══ SUPPLIED ENTRIES ══

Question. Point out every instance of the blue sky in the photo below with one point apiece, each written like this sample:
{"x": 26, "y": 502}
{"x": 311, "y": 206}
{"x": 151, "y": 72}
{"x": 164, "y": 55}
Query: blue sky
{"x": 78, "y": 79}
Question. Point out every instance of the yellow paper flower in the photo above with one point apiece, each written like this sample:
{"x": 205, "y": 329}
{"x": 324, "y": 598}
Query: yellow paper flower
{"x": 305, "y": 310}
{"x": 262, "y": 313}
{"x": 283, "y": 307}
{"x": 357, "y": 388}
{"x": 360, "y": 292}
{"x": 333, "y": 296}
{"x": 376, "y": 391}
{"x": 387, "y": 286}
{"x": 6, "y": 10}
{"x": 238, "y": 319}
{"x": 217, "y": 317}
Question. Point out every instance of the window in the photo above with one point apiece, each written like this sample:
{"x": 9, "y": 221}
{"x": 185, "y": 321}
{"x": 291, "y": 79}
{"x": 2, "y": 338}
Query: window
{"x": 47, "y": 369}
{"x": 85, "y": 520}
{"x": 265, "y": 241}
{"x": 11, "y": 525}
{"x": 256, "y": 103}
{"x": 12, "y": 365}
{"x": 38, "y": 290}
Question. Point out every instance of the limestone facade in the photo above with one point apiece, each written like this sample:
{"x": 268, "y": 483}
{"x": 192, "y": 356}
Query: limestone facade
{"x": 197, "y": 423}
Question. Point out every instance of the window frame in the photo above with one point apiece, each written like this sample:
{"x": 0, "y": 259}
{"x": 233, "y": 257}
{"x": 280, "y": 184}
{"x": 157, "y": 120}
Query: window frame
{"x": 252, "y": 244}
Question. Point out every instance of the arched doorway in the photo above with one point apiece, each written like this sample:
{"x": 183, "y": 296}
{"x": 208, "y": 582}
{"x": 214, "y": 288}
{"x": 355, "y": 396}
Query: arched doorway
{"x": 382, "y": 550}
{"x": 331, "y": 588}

═══

Through the final line of the listing, beginning at the line that contains "Question. Point out every instance of the limestone", every line is to be set down exactly, with no others.

Question. Point out every instance of the limestone facade in the photo above with one point apiece, each written like this sample:
{"x": 268, "y": 483}
{"x": 192, "y": 356}
Query: limestone facade
{"x": 197, "y": 423}
Question. Point out every instance of the window frame in the photo above with one point apiece, each written like this sample:
{"x": 0, "y": 259}
{"x": 233, "y": 257}
{"x": 280, "y": 184}
{"x": 157, "y": 120}
Query: window frame
{"x": 252, "y": 244}
Question. Point out every instance of the arched doorway in the photo above with one point apiece, each written like this sample:
{"x": 183, "y": 296}
{"x": 208, "y": 582}
{"x": 214, "y": 288}
{"x": 355, "y": 396}
Query: arched doorway
{"x": 382, "y": 550}
{"x": 331, "y": 588}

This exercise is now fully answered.